Written task 1
Using the text on packet scheduling algorithms, list the kinds of traffic it names as getting a small boost.
Written task 2
In the text on packet scheduling algorithms, why was CAKE not applied generally by ISPs until recently? Answer in one to three sentences.
Written task 3
Pick up the text on the CAKE and FQ-Codel packet scheduling algorithms from where it stops.

### Document text ###

Dave Täht, co-founder of the Bufferbloat Project, commented: "The
FQ-Codel (RFC8290) and the newer CAKE packet scheduling/AQM algorithms
are nearly universal on servers and clients. They give the "little
guy" – the small packets, the first packets in a new connection to
anywhere – a boost until the flow achieves parity with other flows
from other sources. DNS, gaming traffic, VoIP, videoconferencing, any
new flow, to anywhere, get a small boost. That's it. After that, all
network traffic gets treated equally. Big flows – from Netflix,
Google, Comcast, your Mom, or to Timbuktu – all achieve parity, with
minimal delay and buffering, at the worldwide variety of real round
trip times."

But until recently, the CAKE algorithm, used in high-quality home
routers, was too CPU-intensive for an ISP to apply generally. "I'm
pleased, no, thrilled, to see how well we've got CAKE to scale to
enormous numbers of subscribers and provide unheard of consistently
low latency for all forms of internet access," said Herbert Wolverson,
Chief Product Officer at LibreQoE. "We're getting the best
speedtest.net results anyone has ever seen. Our hat is off to the
creators of CAKE and the new Linux XDP and eBPF subsystems. We hope to
contribute back!"

### Listed records ###

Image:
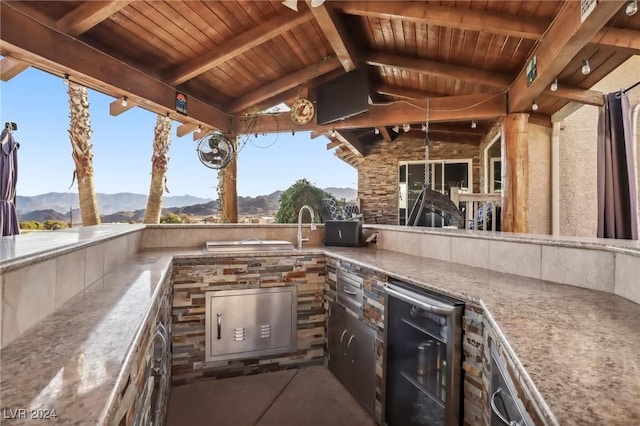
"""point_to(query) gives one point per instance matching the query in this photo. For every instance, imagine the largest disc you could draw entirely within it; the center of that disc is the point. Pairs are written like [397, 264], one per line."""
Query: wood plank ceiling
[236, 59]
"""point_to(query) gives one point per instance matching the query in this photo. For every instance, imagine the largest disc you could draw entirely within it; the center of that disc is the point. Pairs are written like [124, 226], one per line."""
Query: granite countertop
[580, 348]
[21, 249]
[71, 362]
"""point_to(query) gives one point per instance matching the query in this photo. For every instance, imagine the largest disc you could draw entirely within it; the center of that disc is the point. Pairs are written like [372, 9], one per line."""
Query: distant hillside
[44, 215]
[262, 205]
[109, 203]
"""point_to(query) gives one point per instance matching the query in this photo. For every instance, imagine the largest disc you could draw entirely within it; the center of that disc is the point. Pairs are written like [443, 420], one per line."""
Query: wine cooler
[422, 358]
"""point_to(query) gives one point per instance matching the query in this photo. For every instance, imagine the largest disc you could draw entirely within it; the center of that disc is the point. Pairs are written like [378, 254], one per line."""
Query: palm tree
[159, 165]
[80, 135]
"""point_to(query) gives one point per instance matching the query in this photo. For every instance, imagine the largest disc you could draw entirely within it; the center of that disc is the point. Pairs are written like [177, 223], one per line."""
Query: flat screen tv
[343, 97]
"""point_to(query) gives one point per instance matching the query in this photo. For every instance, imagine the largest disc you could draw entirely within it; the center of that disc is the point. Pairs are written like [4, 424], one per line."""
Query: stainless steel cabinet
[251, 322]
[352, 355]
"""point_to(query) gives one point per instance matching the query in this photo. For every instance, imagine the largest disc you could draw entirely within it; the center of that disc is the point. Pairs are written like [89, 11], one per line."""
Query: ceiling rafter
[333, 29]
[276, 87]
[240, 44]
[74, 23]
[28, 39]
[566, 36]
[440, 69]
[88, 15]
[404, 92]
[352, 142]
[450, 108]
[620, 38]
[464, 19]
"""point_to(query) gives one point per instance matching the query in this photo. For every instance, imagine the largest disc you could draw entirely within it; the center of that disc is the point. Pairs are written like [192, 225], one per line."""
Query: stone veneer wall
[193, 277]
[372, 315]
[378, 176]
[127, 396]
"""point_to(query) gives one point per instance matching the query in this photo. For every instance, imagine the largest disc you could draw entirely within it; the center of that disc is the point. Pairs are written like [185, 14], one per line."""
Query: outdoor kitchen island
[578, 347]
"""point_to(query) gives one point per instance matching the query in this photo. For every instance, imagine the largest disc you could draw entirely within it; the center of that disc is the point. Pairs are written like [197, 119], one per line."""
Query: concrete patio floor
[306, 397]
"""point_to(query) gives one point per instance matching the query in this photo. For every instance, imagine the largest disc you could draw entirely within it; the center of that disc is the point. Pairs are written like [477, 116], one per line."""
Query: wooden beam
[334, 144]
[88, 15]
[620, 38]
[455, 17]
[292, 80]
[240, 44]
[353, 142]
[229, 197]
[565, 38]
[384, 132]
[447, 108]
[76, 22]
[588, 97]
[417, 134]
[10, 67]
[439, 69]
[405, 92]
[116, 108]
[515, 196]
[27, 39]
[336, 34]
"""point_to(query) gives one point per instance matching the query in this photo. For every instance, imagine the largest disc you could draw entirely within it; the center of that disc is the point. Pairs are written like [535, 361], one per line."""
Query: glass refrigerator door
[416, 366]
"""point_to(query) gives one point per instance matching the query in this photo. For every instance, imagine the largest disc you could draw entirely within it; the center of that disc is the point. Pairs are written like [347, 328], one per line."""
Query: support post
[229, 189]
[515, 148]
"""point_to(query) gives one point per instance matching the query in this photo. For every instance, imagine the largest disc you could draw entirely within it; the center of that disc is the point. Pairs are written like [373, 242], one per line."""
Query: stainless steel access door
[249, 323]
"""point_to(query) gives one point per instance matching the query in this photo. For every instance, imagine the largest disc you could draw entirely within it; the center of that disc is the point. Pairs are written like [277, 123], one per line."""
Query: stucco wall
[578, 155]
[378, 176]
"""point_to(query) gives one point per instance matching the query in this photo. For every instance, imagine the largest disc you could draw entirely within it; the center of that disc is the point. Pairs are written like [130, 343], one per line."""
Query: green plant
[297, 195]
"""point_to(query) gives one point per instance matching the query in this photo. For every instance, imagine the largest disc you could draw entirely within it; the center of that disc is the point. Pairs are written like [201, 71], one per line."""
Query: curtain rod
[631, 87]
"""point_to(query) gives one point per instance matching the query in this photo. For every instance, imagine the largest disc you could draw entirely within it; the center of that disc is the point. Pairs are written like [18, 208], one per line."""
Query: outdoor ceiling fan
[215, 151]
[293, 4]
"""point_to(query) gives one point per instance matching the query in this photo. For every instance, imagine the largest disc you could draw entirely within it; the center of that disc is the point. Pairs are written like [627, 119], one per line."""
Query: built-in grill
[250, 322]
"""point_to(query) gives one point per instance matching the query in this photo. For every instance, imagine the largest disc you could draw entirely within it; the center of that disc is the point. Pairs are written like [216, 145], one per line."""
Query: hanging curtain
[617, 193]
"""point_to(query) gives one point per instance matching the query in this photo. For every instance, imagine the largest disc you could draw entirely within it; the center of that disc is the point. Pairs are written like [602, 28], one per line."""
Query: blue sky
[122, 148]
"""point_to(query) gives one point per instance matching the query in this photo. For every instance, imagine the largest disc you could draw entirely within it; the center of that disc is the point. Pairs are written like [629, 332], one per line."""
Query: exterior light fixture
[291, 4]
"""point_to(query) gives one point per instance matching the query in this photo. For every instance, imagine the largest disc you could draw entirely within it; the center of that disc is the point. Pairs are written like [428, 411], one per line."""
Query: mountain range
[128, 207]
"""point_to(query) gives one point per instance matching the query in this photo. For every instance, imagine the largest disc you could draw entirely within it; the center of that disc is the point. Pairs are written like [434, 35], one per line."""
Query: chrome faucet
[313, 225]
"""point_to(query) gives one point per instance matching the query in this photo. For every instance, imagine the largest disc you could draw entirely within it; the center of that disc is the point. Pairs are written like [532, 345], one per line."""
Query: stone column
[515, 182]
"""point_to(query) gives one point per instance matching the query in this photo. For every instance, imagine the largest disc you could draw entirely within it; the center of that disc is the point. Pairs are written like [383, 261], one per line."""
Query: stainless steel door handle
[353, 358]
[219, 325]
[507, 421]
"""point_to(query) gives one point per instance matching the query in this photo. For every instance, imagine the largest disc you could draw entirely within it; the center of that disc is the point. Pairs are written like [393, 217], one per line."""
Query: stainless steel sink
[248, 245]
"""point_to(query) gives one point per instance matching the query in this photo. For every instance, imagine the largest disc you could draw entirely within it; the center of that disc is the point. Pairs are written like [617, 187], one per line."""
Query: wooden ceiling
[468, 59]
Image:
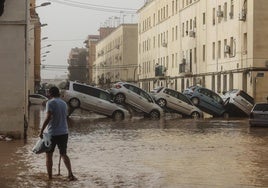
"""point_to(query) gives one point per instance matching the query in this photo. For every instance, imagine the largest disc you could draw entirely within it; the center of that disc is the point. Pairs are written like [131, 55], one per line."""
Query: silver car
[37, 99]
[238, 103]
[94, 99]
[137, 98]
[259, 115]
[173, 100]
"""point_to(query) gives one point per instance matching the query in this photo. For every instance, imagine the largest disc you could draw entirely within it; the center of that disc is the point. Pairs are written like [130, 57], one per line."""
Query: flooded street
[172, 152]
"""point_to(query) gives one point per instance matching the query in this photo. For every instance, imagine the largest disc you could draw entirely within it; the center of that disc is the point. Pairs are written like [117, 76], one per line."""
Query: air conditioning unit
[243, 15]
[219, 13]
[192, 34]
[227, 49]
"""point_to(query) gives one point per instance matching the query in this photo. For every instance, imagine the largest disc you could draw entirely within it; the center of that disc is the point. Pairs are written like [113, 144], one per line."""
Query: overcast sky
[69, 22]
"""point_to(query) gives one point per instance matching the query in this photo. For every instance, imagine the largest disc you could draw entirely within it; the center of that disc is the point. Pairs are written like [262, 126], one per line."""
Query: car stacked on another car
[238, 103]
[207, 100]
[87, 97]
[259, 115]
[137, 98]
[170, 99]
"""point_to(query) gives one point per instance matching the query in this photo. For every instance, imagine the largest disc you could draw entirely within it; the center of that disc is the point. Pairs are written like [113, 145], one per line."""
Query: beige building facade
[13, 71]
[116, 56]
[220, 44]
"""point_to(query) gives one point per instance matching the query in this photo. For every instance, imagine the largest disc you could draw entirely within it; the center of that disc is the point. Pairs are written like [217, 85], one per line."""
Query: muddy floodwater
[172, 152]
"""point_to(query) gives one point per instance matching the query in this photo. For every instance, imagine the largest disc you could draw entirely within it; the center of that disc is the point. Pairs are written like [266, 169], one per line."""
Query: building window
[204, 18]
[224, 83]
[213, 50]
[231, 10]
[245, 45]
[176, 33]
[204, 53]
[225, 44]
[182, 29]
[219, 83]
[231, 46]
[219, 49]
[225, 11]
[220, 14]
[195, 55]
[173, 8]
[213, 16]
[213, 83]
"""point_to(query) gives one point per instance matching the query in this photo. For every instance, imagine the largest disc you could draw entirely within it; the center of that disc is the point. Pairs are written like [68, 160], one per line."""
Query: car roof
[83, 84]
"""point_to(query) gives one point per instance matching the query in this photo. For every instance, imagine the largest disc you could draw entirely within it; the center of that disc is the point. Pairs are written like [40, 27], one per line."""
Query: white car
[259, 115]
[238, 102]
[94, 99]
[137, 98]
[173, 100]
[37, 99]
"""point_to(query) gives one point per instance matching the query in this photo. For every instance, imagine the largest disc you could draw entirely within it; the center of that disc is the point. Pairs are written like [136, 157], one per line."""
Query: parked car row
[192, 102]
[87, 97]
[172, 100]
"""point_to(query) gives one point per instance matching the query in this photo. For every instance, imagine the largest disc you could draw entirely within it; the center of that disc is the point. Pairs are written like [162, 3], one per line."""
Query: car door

###

Right answer 1
DNS, gaming traffic, VoIP, videoconferencing, any new flow

Right answer 2
CAKE was too CPU-intensive for an ISP to apply generally. Until recently it was used in high-quality home routers.

Right answer 3
Hayden Simon – of Uber, an ISP in New Zealand – writes of their beta
test: "All our tech support calls about "speed" just vanished. Panic
ensued. Were our phones broken? Were our customers' phones broken? Was
their Internet broken? Thankfully no – LibreQoS v1.3 was working
amazingly; it's just that good. Based on the metrics we got back from
it, on other problem points in our network, we're now also deploying
CAKE and FQ_Codel to our CPE as rapidly as possible, also."

For more information, the LibreQoS team can be reached at
https://libreqos.io/ or at #libreqos:matrix.org.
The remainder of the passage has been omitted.